What is asked: Copy the lines below verbatim, with every character, bracket, and line break unchanged.

Supplied material:
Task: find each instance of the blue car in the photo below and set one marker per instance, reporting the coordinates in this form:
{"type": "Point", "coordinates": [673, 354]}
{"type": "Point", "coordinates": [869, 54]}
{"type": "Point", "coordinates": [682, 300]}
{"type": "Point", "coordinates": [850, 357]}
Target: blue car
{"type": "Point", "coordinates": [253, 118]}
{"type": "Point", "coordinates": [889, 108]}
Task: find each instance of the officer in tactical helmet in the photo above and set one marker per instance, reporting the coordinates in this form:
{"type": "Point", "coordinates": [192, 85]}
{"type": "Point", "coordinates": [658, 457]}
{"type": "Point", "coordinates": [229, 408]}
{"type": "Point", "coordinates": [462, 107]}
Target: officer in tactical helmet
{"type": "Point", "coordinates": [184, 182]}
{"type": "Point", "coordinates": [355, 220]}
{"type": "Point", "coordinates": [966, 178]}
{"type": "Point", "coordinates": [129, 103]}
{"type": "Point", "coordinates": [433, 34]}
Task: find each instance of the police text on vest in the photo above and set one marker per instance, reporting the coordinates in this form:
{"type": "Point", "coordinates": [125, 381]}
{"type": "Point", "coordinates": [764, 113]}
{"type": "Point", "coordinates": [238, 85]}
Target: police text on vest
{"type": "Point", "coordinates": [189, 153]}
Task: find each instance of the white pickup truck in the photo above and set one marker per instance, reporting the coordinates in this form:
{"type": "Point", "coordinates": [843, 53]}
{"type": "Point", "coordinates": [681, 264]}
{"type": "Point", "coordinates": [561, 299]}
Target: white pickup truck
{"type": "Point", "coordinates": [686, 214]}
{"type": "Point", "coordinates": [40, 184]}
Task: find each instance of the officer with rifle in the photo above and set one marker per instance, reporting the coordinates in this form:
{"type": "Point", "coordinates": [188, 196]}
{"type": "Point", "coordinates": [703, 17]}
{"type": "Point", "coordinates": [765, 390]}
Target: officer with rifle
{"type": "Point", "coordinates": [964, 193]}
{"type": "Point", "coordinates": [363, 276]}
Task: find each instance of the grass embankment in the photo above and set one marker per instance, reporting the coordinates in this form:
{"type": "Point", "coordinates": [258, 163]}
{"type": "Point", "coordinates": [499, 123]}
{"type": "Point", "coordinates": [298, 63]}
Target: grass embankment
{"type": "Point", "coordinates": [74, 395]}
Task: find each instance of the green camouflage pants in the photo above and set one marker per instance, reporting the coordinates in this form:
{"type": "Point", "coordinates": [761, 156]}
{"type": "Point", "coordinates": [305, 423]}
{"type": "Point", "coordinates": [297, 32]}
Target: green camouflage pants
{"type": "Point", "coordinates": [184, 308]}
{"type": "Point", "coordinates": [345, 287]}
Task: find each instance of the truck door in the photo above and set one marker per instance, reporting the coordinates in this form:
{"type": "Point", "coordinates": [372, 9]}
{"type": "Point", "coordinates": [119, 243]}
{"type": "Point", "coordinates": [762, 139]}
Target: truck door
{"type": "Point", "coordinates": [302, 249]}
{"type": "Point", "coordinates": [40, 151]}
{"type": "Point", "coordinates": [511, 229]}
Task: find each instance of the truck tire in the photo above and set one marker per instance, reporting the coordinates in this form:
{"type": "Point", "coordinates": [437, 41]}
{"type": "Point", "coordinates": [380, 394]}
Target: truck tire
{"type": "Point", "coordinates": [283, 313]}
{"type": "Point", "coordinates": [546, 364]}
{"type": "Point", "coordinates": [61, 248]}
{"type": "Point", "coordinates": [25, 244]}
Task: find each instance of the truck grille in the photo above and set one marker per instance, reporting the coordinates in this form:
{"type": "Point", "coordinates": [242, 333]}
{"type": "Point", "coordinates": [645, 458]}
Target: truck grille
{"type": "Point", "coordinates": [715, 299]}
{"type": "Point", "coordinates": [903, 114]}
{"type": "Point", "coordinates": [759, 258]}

Exercise output:
Task: find each instance of the blue car in the photo below and set one marker per instance, reporting the coordinates in this form:
{"type": "Point", "coordinates": [673, 354]}
{"type": "Point", "coordinates": [869, 54]}
{"type": "Point", "coordinates": [682, 300]}
{"type": "Point", "coordinates": [850, 357]}
Target: blue car
{"type": "Point", "coordinates": [253, 118]}
{"type": "Point", "coordinates": [889, 108]}
Task: find each instance of the officer in tactical helmet in the photo above and set one marker per instance, reporting the coordinates in this form:
{"type": "Point", "coordinates": [192, 85]}
{"type": "Point", "coordinates": [658, 457]}
{"type": "Point", "coordinates": [229, 408]}
{"type": "Point", "coordinates": [462, 107]}
Target: officer in tactical helmet
{"type": "Point", "coordinates": [184, 182]}
{"type": "Point", "coordinates": [355, 220]}
{"type": "Point", "coordinates": [966, 178]}
{"type": "Point", "coordinates": [129, 103]}
{"type": "Point", "coordinates": [433, 34]}
Task: find each instance of the police text on vest in the photo above and set one marker per instance, reporting the coordinates in this form:
{"type": "Point", "coordinates": [125, 381]}
{"type": "Point", "coordinates": [764, 113]}
{"type": "Point", "coordinates": [238, 85]}
Target: police text on vest
{"type": "Point", "coordinates": [189, 153]}
Task: find each instance of the white pickup truck in the photo above and set one marker per instance, reporting the coordinates in this form:
{"type": "Point", "coordinates": [843, 53]}
{"type": "Point", "coordinates": [681, 264]}
{"type": "Point", "coordinates": [561, 299]}
Target: white pickup truck
{"type": "Point", "coordinates": [686, 214]}
{"type": "Point", "coordinates": [40, 184]}
Task: find each instance of the officer with rifle in the photo above and set one marker per instance, reporting the coordinates in this form:
{"type": "Point", "coordinates": [188, 196]}
{"type": "Point", "coordinates": [703, 17]}
{"type": "Point", "coordinates": [765, 390]}
Target: officer with rifle
{"type": "Point", "coordinates": [964, 193]}
{"type": "Point", "coordinates": [363, 276]}
Task: find each instance of the grass embankment in the photo above and set one marker per instance, reporting the coordinates in this form:
{"type": "Point", "coordinates": [258, 163]}
{"type": "Point", "coordinates": [499, 123]}
{"type": "Point", "coordinates": [298, 63]}
Target: grass embankment
{"type": "Point", "coordinates": [74, 395]}
Task: find each instance of the green camouflage pants in the photo above and set one marker per instance, reporting the coordinates in this form:
{"type": "Point", "coordinates": [761, 156]}
{"type": "Point", "coordinates": [305, 423]}
{"type": "Point", "coordinates": [297, 32]}
Target: green camouflage pants
{"type": "Point", "coordinates": [184, 308]}
{"type": "Point", "coordinates": [345, 287]}
Task: find each instance of the truck door in the photo above and set one marker per instance, reporting the coordinates in this form:
{"type": "Point", "coordinates": [372, 9]}
{"type": "Point", "coordinates": [119, 243]}
{"type": "Point", "coordinates": [762, 139]}
Target: truck door
{"type": "Point", "coordinates": [302, 249]}
{"type": "Point", "coordinates": [40, 151]}
{"type": "Point", "coordinates": [511, 229]}
Task: find each instance of the truck tire in the photo above and set one marker per instance, reporting the coordinates in this form:
{"type": "Point", "coordinates": [437, 41]}
{"type": "Point", "coordinates": [380, 394]}
Target: truck tire
{"type": "Point", "coordinates": [283, 313]}
{"type": "Point", "coordinates": [546, 364]}
{"type": "Point", "coordinates": [61, 248]}
{"type": "Point", "coordinates": [25, 244]}
Task: find each instance of the truck grille in the photo above and set one marker per instance, reporting the coordinates in this form:
{"type": "Point", "coordinates": [242, 333]}
{"type": "Point", "coordinates": [645, 458]}
Target: truck grille
{"type": "Point", "coordinates": [715, 299]}
{"type": "Point", "coordinates": [903, 114]}
{"type": "Point", "coordinates": [759, 258]}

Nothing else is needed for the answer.